(Source records)
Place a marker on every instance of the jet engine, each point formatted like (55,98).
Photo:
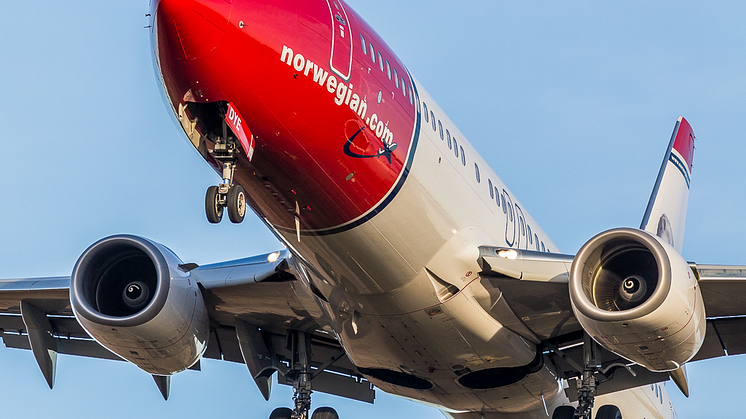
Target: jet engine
(637,297)
(131,296)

- Problem details: Copy out every line of the items above verbatim, leaving the pictures out.

- Answer to the task:
Place a marker on every instance of the jet engine, each point formatted like (55,98).
Photo:
Target: jet engine
(637,297)
(131,296)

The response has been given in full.